DOCUMENT EXTRACT>
+===+

Markets do not solve the problems they create. When the desired outcome is housing security rather than profit, governments must regulate markets and support non-market housing.
This argument would make sense if it were primarily a market-created problem, but the reality is we made constructing housing basically illegal while stepping up immigration. The combination of municipal NIMBYist anti-densification policies and hyper-elaborate guidelines with the provincial Green Belt (which is a good idea if densification is permitted but it wasn’t) and the Federal canceling of subsidies on market-rate purpose-built rental housing, and climbing immigration (something that’s otherwise excellent) are what created the problem. Not “markets”.
It should not be a surprise that housing prices – both rental and ownership – skyrocket when building housing is de jure illegal. Every new build requires one-off hearings and multi-year permission processes to get exceptions made to the “guidelines” that are actually rules. If something is legal only with a special government executive decision, then it’s not legal, unless you consider murder to be legal in the USA because they have pardons.
If you listen to below-market-rent subsidized home builders, you’ll hear the same complaints. They want to build, but can’t.

+===+

PROVIDED INFORMATION>
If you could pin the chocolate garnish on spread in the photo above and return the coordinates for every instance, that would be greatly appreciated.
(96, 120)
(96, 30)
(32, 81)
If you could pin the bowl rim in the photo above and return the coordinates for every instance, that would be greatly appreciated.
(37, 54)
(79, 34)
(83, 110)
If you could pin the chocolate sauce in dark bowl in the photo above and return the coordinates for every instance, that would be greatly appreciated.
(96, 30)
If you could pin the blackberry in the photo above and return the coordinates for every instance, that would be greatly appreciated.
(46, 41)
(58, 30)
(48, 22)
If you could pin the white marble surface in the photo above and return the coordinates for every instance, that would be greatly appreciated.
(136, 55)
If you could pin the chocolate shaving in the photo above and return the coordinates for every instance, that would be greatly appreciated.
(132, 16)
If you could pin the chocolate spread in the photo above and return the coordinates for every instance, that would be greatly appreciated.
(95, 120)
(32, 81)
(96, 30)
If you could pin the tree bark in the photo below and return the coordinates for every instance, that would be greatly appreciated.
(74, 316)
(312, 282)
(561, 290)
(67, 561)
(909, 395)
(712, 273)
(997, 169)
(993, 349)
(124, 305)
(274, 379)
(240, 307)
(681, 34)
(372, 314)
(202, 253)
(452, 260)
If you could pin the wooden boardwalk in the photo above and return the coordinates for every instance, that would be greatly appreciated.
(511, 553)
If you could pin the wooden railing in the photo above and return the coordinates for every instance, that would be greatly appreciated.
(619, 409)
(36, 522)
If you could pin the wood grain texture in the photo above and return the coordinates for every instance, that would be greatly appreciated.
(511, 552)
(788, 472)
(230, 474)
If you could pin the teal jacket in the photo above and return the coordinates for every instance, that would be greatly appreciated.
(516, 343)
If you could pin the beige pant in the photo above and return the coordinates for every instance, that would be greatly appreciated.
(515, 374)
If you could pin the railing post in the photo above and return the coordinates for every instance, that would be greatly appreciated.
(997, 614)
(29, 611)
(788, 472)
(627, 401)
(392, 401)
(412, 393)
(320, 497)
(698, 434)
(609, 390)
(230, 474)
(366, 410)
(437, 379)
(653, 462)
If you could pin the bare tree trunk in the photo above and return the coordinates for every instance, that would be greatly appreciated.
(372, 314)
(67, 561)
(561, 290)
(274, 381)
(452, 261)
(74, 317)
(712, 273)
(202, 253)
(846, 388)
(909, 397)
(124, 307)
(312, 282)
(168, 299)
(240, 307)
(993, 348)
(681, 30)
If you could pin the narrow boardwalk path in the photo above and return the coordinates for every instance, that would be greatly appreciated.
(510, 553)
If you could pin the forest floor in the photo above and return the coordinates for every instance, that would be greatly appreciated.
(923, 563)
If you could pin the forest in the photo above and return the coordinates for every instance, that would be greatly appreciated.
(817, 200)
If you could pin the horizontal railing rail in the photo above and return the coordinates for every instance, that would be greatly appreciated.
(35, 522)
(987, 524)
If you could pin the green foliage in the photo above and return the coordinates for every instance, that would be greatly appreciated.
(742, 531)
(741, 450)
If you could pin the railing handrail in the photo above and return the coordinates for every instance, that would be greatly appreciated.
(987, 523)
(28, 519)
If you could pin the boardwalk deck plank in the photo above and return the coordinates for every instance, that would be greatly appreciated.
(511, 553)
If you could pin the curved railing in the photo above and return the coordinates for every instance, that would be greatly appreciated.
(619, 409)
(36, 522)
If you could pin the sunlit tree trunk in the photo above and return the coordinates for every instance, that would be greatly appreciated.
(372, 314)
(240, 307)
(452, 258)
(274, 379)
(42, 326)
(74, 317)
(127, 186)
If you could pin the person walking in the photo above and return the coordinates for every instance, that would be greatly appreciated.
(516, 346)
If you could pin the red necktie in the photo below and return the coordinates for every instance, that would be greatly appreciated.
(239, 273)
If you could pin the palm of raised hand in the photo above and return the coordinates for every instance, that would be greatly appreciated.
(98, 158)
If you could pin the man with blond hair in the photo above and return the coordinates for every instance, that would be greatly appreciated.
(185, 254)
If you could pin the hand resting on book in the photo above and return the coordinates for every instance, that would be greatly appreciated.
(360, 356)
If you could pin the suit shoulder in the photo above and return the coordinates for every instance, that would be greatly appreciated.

+===+

WORK INSTRUCTION> Copy the part of the housing argument between "It should not" and "build, but can’t.", inclusive, word for word.

FINISHED EXERCISE>
It should not be a surprise that housing prices – both rental and ownership – skyrocket when building housing is de jure illegal. Every new build requires one-off hearings and multi-year permission processes to get exceptions made to the “guidelines” that are actually rules. If something is legal only with a special government executive decision, then it’s not legal, unless you consider murder to be legal in the USA because they have pardons.
If you listen to below-market-rent subsidized home builders, you’ll hear the same complaints. They want to build, but can’t.